[Start Dataset rows]

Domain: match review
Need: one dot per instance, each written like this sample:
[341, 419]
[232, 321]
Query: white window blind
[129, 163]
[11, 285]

[End Dataset rows]
[Start Dataset rows]

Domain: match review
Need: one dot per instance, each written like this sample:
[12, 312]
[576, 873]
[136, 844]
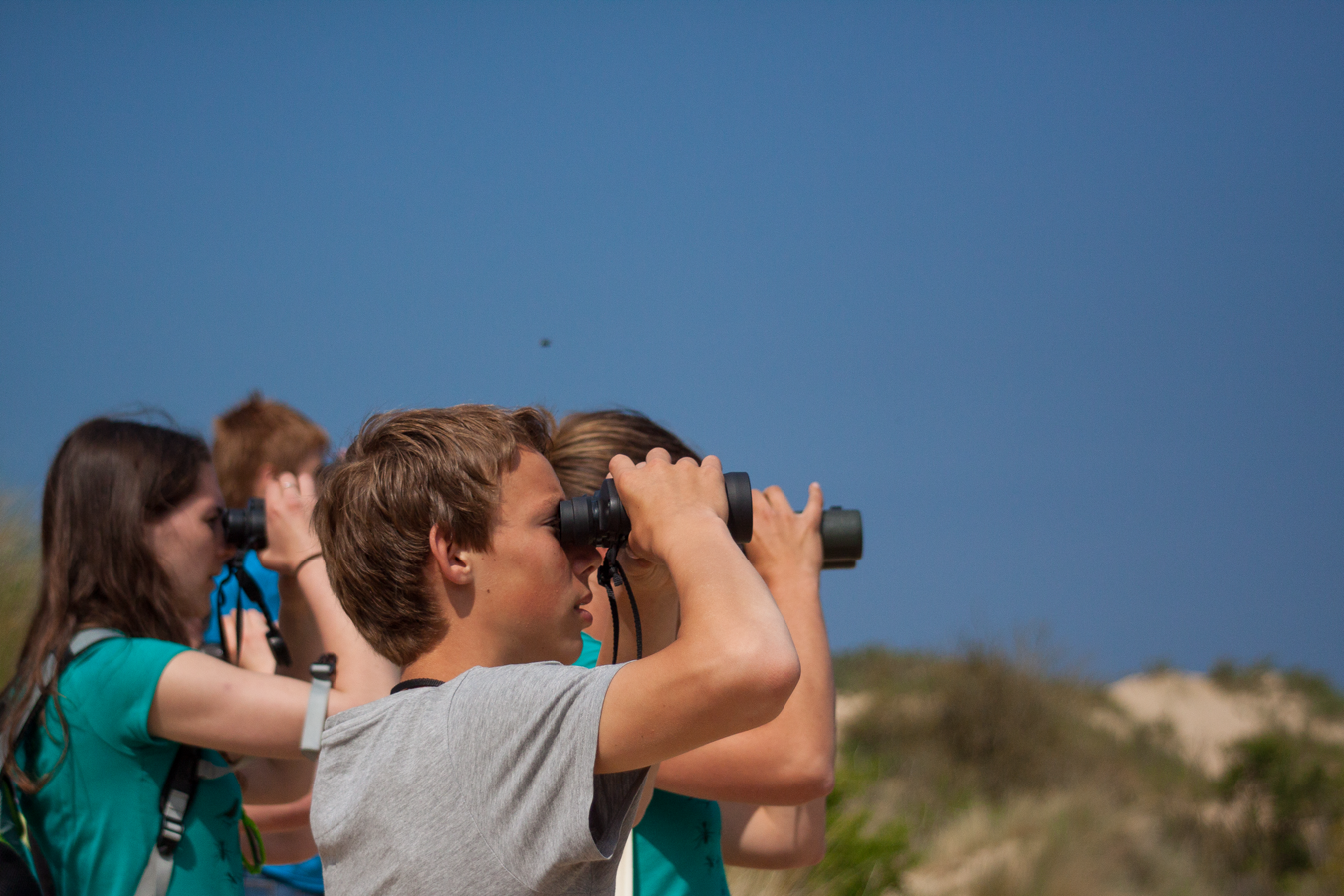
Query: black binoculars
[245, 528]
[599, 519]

[End Dataset rows]
[Start Dataset rows]

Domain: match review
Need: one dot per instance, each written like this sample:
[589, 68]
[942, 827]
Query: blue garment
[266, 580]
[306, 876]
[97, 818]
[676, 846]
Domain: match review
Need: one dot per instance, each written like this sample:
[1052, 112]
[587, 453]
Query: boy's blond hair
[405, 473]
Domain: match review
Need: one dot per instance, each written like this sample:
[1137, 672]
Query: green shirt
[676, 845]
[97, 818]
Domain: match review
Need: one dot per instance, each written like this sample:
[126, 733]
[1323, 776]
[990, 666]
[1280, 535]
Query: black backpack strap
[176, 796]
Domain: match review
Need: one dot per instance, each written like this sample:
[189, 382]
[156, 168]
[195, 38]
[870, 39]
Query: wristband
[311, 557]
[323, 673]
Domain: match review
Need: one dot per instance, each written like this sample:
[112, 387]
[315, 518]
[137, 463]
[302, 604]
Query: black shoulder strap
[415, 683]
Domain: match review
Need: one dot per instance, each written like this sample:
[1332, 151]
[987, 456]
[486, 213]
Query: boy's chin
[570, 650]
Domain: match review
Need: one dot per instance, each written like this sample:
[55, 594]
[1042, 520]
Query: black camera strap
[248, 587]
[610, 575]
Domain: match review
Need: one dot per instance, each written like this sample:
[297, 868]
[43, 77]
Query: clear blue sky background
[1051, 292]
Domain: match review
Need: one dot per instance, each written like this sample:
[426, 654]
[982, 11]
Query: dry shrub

[End Dataset rows]

### Problem details
Gather every line in the items above that contains the string "strap", treating case as significant, and copy each one.

### Result for this exercise
Query: black backpack strap
Query: black shoulder strap
Query: black camera strap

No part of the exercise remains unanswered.